Assignment:
From the entries below, copy exactly the lines from the one that contains "Would you be able to tag the exposed" through the one that contains "Would you be able to tag the rocky ground", both included, and only those.

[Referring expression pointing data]
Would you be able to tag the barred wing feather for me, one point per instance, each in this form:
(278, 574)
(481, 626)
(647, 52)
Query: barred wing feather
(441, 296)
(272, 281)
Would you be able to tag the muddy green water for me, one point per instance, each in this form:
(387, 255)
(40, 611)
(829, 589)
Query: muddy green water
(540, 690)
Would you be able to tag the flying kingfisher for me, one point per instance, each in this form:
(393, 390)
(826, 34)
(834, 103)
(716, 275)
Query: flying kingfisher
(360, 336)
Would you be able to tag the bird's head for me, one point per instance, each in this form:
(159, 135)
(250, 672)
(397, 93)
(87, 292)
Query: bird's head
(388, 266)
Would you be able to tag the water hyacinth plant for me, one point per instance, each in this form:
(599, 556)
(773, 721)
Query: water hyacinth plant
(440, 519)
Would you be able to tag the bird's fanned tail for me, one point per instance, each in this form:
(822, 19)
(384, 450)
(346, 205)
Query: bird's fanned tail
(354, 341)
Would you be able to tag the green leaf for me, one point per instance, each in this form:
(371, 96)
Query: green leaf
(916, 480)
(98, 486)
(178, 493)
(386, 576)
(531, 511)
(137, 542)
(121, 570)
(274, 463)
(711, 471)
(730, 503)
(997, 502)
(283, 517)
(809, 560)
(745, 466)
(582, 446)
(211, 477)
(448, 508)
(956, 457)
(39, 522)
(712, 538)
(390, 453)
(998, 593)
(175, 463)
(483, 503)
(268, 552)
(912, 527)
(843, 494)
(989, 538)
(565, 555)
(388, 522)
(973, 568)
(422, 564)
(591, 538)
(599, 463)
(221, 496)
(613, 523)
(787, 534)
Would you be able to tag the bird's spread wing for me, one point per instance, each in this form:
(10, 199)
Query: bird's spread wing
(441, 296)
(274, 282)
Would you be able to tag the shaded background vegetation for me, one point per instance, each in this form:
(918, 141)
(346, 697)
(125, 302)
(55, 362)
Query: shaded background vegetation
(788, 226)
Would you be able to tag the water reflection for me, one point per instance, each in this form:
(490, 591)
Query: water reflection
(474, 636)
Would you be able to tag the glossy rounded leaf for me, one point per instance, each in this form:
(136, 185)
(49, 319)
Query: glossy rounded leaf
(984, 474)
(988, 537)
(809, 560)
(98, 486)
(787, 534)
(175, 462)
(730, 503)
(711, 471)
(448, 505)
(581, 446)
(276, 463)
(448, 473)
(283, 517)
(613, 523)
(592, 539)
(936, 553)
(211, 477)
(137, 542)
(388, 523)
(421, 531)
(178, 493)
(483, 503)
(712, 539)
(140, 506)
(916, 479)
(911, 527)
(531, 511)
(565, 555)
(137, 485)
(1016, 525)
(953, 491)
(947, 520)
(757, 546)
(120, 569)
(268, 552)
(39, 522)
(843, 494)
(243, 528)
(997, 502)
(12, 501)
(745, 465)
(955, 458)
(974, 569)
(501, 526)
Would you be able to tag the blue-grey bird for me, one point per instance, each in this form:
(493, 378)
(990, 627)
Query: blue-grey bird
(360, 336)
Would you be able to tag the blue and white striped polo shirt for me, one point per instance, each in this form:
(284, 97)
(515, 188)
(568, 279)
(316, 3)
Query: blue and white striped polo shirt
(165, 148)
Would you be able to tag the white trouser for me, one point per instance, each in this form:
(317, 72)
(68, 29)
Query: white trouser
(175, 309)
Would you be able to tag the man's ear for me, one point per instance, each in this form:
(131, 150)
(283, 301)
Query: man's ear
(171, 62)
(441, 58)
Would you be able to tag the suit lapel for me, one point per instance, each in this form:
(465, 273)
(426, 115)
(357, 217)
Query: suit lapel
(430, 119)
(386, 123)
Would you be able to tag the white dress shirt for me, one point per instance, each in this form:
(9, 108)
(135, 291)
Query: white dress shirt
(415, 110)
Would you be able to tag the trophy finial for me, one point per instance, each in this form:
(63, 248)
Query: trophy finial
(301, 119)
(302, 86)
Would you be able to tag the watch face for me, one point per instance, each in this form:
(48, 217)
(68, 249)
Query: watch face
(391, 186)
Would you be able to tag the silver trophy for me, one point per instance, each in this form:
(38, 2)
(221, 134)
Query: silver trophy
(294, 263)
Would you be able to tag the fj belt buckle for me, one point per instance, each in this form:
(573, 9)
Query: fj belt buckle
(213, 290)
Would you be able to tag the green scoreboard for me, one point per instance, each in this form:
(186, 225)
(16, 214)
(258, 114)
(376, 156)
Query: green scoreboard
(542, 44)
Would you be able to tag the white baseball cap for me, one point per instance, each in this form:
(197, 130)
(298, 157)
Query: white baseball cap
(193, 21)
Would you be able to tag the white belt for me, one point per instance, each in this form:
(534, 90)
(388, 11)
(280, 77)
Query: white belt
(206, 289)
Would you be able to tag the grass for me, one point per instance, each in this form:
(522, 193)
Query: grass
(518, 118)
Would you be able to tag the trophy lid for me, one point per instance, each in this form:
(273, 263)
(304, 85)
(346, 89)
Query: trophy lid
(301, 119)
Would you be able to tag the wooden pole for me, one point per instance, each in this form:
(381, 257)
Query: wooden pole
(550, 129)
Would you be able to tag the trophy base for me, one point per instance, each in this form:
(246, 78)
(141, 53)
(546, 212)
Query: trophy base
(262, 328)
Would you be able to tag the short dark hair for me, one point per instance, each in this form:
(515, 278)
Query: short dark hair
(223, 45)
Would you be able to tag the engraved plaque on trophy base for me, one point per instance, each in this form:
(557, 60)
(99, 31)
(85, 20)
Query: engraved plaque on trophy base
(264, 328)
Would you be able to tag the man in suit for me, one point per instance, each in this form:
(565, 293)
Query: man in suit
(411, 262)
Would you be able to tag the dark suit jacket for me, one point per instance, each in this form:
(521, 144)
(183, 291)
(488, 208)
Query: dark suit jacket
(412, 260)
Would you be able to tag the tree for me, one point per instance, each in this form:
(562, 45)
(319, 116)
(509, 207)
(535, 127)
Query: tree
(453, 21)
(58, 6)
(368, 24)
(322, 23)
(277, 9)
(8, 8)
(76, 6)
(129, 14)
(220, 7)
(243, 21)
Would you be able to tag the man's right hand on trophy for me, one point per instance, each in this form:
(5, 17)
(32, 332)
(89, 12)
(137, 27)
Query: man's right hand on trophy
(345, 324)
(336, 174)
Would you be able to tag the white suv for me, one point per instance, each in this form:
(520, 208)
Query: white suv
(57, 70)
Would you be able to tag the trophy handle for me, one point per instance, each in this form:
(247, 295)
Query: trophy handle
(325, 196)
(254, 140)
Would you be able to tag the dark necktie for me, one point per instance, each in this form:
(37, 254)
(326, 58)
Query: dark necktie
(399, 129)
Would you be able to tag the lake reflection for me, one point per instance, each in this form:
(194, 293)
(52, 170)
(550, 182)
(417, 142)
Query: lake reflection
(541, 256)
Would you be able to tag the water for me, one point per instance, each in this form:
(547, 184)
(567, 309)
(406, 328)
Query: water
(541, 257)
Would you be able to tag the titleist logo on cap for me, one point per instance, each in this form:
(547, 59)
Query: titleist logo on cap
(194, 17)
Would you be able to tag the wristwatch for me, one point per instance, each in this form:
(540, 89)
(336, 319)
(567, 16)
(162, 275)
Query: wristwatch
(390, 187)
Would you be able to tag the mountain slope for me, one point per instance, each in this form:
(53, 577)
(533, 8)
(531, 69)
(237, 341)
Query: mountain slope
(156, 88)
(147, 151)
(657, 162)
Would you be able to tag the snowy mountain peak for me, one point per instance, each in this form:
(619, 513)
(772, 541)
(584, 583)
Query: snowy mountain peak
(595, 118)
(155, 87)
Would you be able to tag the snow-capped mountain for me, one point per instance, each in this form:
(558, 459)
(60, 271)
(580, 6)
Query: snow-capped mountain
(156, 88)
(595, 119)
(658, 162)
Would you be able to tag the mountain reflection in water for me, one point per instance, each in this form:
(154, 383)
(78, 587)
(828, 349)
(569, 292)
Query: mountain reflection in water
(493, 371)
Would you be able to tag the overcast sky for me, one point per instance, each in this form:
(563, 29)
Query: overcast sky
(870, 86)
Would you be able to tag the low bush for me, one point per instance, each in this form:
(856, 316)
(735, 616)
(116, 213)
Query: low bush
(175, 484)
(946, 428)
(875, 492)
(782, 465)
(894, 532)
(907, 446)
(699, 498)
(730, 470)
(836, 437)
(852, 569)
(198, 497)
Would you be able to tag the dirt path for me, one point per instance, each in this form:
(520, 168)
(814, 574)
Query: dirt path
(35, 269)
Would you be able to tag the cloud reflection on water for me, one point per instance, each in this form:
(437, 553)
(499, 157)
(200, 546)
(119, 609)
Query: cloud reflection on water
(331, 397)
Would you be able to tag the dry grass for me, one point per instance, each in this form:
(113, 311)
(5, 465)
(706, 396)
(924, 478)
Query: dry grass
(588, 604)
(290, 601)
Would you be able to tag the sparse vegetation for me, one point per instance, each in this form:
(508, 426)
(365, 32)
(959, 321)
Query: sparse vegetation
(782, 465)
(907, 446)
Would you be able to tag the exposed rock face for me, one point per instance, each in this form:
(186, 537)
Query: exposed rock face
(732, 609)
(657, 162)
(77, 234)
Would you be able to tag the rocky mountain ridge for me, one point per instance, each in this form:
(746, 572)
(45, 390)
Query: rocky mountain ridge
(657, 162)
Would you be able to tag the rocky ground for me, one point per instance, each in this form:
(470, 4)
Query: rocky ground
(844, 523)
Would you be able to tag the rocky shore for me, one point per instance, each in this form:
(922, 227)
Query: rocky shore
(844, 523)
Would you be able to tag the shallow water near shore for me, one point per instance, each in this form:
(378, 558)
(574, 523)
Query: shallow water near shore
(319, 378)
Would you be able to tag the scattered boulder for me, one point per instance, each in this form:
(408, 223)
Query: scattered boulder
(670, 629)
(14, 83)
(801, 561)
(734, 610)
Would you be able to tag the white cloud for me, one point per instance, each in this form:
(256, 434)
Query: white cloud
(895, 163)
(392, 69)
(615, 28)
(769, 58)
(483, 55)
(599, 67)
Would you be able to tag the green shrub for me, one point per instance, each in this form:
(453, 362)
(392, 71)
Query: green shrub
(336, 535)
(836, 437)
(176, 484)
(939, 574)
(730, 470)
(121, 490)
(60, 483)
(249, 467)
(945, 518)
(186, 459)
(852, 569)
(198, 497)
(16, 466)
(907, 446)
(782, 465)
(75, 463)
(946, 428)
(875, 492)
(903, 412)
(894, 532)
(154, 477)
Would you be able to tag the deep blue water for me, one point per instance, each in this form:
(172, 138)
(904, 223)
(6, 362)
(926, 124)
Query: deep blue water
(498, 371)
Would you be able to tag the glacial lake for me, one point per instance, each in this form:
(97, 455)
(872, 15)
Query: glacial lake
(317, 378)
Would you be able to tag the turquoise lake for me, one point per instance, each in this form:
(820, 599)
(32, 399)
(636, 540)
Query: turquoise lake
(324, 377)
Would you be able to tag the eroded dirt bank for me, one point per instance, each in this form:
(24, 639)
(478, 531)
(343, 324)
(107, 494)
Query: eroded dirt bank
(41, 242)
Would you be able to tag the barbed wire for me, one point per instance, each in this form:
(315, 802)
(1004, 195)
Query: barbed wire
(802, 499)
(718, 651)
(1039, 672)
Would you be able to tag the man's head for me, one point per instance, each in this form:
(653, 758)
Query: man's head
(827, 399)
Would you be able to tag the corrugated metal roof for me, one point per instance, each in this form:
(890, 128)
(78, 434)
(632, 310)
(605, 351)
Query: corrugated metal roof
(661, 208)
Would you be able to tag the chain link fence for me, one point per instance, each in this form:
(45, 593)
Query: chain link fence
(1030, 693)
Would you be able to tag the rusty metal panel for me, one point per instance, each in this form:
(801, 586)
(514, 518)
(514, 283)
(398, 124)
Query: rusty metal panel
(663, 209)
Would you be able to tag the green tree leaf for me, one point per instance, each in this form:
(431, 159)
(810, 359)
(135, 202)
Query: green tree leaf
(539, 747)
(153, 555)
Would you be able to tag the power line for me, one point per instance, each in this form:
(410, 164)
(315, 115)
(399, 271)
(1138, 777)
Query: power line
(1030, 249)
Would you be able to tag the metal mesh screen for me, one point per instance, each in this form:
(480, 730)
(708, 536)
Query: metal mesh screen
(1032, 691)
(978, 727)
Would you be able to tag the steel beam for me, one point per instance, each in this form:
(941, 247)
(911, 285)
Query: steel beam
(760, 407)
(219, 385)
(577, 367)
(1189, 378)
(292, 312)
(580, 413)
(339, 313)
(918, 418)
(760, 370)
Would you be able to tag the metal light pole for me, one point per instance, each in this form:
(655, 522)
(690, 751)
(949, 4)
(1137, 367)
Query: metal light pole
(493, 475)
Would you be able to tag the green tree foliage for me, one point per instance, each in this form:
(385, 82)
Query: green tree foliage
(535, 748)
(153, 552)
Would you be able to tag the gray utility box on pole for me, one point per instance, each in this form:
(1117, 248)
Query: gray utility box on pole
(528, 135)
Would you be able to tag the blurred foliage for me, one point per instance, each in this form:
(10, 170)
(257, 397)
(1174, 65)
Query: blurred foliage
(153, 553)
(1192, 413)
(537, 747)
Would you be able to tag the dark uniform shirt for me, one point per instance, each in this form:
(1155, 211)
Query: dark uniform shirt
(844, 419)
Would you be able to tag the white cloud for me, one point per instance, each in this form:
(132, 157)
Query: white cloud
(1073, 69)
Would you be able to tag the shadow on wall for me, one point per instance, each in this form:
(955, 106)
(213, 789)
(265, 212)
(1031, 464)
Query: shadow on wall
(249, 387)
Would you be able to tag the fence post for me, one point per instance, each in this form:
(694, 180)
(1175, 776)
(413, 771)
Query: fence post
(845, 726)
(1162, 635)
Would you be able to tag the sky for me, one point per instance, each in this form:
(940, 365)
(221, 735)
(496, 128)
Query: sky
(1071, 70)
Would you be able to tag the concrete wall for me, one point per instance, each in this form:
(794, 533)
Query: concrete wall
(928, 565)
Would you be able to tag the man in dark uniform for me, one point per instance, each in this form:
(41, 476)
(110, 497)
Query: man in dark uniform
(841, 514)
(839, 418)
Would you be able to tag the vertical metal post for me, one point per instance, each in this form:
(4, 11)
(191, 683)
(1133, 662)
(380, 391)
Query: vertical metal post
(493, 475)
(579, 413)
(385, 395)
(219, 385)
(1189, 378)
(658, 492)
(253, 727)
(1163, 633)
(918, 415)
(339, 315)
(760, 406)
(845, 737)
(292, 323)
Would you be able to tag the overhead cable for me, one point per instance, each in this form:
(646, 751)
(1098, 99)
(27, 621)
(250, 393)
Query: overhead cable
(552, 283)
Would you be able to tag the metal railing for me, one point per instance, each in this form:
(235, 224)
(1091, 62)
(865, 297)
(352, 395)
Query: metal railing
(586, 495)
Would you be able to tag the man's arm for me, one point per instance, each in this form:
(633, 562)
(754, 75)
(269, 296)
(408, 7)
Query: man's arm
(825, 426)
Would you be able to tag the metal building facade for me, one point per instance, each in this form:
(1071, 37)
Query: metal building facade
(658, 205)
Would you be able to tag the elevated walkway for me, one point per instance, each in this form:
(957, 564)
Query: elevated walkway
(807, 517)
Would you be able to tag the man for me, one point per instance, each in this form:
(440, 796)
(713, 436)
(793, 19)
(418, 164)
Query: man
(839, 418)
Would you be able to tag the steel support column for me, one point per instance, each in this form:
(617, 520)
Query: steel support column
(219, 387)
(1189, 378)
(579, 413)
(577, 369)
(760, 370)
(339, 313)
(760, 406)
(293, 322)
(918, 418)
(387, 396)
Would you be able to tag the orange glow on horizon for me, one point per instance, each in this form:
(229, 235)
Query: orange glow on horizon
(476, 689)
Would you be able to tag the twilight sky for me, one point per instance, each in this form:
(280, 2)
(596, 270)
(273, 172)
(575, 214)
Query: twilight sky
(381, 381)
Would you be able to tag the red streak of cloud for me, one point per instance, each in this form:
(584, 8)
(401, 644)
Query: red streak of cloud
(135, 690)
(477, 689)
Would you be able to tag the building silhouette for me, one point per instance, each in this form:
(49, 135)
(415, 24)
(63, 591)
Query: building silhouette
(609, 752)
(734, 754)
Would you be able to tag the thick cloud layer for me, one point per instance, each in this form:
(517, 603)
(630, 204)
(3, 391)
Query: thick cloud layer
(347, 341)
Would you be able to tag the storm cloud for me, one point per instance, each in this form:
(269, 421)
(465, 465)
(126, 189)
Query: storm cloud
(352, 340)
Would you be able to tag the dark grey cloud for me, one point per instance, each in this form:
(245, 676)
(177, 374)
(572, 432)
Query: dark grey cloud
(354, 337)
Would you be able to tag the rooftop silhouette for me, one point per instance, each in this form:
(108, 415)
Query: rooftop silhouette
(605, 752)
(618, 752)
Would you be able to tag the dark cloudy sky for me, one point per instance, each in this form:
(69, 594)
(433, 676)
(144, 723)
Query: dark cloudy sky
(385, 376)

Answer to this exercise:
Would you be able to tag the exposed rock face for me, one point per instance, each in this form:
(186, 537)
Query: exposed rock face
(732, 609)
(657, 162)
(77, 234)
Would you be able to tag the rocky mountain ridge for me, one point per instance, each in this form:
(746, 572)
(45, 390)
Query: rocky mountain ridge
(657, 162)
Would you be able to tag the rocky ground for me, one point per instance, each in this form:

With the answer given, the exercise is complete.